• [What is required]:
Arrange every line of the listing below as a numbered list, and omit any blank lines.

• [Entries provided]:

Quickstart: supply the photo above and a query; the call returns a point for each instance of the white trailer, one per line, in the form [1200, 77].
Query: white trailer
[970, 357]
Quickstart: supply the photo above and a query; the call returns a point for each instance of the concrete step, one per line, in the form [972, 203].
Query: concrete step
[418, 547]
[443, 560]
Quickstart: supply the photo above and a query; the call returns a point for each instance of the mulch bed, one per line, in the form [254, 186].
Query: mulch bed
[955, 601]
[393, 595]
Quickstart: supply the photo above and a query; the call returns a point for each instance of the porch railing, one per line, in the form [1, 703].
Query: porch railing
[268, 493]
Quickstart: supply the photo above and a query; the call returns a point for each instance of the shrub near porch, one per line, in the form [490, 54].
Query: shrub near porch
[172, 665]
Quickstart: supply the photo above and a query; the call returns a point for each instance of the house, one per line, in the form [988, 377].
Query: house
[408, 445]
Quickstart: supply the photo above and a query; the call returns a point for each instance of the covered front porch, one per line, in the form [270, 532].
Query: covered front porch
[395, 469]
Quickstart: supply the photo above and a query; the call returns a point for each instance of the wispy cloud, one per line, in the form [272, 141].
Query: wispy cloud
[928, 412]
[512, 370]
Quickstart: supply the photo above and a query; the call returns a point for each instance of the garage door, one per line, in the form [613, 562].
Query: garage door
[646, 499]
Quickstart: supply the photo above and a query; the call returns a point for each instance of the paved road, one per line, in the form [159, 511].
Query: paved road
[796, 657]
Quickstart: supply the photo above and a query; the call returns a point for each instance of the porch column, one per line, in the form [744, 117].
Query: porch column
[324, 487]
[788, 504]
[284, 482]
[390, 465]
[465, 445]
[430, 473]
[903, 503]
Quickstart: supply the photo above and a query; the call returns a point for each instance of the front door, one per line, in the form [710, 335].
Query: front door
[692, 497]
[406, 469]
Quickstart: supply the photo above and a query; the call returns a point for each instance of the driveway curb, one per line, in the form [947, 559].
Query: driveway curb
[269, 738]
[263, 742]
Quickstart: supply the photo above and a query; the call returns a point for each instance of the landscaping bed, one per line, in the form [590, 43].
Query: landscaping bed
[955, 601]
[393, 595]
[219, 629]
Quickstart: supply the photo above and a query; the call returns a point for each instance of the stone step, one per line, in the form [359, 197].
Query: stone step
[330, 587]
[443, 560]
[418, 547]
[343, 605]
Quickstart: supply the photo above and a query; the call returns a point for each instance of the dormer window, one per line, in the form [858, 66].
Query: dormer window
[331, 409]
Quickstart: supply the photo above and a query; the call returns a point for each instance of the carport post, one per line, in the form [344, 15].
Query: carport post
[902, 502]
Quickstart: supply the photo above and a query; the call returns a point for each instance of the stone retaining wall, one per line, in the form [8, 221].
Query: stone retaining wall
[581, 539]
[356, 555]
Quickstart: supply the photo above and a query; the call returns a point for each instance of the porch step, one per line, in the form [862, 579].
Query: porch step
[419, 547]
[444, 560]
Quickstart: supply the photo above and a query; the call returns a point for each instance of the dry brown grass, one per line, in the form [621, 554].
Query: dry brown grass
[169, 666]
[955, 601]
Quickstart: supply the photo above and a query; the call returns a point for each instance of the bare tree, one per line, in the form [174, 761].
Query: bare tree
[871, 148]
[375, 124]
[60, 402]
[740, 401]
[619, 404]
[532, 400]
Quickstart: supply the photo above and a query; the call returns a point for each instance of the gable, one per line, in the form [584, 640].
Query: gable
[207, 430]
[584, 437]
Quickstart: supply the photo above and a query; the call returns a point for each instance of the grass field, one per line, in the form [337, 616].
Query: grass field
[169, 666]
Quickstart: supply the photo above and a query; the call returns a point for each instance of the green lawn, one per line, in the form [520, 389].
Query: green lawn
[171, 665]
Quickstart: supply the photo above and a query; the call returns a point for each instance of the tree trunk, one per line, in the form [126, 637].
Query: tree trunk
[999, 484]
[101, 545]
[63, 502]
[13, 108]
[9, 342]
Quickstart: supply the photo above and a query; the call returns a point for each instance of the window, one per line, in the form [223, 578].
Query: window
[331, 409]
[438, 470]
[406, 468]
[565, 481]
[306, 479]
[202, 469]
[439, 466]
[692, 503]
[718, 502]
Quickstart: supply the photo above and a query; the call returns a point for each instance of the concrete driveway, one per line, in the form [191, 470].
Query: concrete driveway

• [Exercise output]:
1. Quickstart: supply the photo above and a query; the call returns a point for each instance of the white trailer, one per line, in the form [1200, 77].
2. Query: white trailer
3. [970, 357]
4. Quickstart: supply the photo above and a query; the call returns a point for each instance of the concrete step, one per line, in the form [972, 203].
5. Query: concrete step
6. [418, 547]
7. [443, 560]
8. Quickstart: supply the photo above and a query; the call returns a point for each instance of the mulch bed, one per line, in the form [254, 186].
9. Query: mulch bed
10. [955, 601]
11. [393, 595]
12. Quickstart: supply the photo above and a query; the call returns a point for each instance of the porch railing, one per line, in the form [1, 703].
13. Query: porch railing
14. [268, 493]
15. Quickstart: supply the photo above and a query; the call returns a point for each instance of the shrub near porch, one per line, in the form [490, 54].
16. Query: shrub near porch
17. [172, 665]
18. Quickstart: supply the photo above and a query; the call returns a point for each instance of the house, one per line, in the form [988, 377].
19. Query: house
20. [408, 445]
21. Quickstart: supply the photo above and a query; the call returns a point for each instance of the covered front porch, one per line, in the form [270, 532].
22. Query: covered front porch
23. [395, 469]
24. Quickstart: supply the photo above and a query; the call returns a point for each instance of the wispy cloud, one per line, in the form [272, 141].
25. Query: wispy cloud
26. [928, 412]
27. [512, 370]
28. Quickstart: supply the photo above and a query; the call returns a point for each instance of the garage door, one per line, in the form [613, 562].
29. Query: garage door
30. [646, 499]
31. Quickstart: supply the photo above and a query; the call returns a point for each instance of the paved road, one per line, in the form [159, 511].
32. Query: paved road
33. [796, 657]
34. Quickstart: supply the photo above and a query; the call returns a point for each instance of the porch column, one per line, in the form [744, 117].
35. Query: porch column
36. [324, 487]
37. [788, 504]
38. [284, 482]
39. [390, 465]
40. [465, 445]
41. [430, 473]
42. [903, 503]
43. Quickstart: supply the photo above and a query; the call returns a point for each instance of the front door, one per line, in the form [710, 335].
44. Query: front door
45. [692, 497]
46. [406, 469]
47. Quickstart: supply the photo above and a query; the call returns a point for each instance of the driveway curb, one per line, in the form [947, 559].
48. Query: driveway curb
49. [269, 738]
50. [263, 742]
51. Quickstart: supply the photo above and a query; the call returns a point for each instance of the landscaping bed, one per line, in the form [590, 43].
52. Query: landscaping bed
53. [955, 601]
54. [393, 595]
55. [219, 629]
56. Quickstart: supply the photo above and a query; the call returns a point for each instance of the stone step, one per line, in the form [359, 197].
57. Query: stone step
58. [330, 587]
59. [443, 560]
60. [418, 547]
61. [343, 605]
62. Quickstart: supply the photo above and a query; the call returns a point for each instance of the dormer window, one per line, in the form [858, 66].
63. Query: dormer window
64. [331, 409]
65. Quickstart: supply the photo above and a query; the call returns a point for each instance of the carport post, one per line, in the form [344, 15].
66. Query: carport post
67. [902, 502]
68. Quickstart: supply the photo above and a query; the call returns a point for each instance of the stone retaining wall, one per line, in the form [8, 221].
69. Query: stone retaining wall
70. [581, 539]
71. [356, 555]
72. Quickstart: supply the photo above and a query; the call returns a point for each instance of the porch step, one per line, in the form [862, 579].
73. Query: porch step
74. [419, 547]
75. [444, 560]
76. Quickstart: supply the photo above and a query; the call returns a point for each instance of the dry brown grass, one per line, in the form [621, 554].
77. Query: dry brown grass
78. [169, 666]
79. [955, 601]
80. Quickstart: supply the photo above and a query; the call returns a point for each instance of the bare tree, one per line, in the form [174, 761].
81. Query: bare tree
82. [871, 148]
83. [375, 124]
84. [60, 402]
85. [740, 401]
86. [619, 404]
87. [532, 400]
88. Quickstart: supply the photo above and a query; the call returns a point for each instance of the gable, one per line, in the form [584, 640].
89. Query: gable
90. [207, 430]
91. [584, 437]
92. Quickstart: supply the photo above and a query; the call returns a point for each instance of the grass field, one per line, in the form [337, 616].
93. Query: grass field
94. [169, 666]
95. Quickstart: supply the photo above and a query; the call returns a point for each instance of the green lawn, one per line, in the form [520, 389].
96. Query: green lawn
97. [171, 665]
98. Quickstart: supply the photo above and a query; the call returns a point for each instance of the tree trunk, one per line, in the form [126, 637].
99. Query: tree trunk
100. [999, 484]
101. [101, 545]
102. [63, 502]
103. [13, 108]
104. [9, 342]
105. Quickstart: supply the photo above and a query; the call returns a point for each instance of the window, one per line, in the form [223, 578].
106. Query: window
107. [331, 409]
108. [438, 470]
109. [406, 468]
110. [565, 481]
111. [306, 479]
112. [202, 469]
113. [439, 466]
114. [692, 503]
115. [718, 502]
116. Quickstart: supply the photo above and a query; the call returns a point for each instance of the concrete driveway, one per line, in the form [191, 470].
117. Query: concrete driveway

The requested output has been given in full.